Records for this task.
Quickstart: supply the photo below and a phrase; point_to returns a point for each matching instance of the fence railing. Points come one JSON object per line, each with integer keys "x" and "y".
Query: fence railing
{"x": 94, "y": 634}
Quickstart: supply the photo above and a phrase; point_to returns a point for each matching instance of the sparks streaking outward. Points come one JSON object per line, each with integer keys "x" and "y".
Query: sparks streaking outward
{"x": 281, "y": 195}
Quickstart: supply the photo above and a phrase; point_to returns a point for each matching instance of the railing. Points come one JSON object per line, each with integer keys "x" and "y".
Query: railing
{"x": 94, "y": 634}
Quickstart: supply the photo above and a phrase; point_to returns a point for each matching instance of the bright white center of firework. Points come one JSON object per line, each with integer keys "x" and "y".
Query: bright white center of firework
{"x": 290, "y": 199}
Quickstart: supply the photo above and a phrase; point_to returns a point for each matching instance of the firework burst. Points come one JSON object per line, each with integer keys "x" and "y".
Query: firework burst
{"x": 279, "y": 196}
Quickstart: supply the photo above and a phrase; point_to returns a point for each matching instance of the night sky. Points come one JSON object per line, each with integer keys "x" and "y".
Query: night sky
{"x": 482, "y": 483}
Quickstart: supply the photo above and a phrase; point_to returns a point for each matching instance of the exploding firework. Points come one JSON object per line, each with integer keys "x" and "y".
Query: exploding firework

Directions for this task. Copy out, from the data above, each line where the string "exploding" is present.

Your response.
Quickstart: supply the photo above and a phrase; point_to returns a point for each matching instance of the exploding firework. Points come one JSON object per line, each with integer keys "x" and "y".
Query: exploding firework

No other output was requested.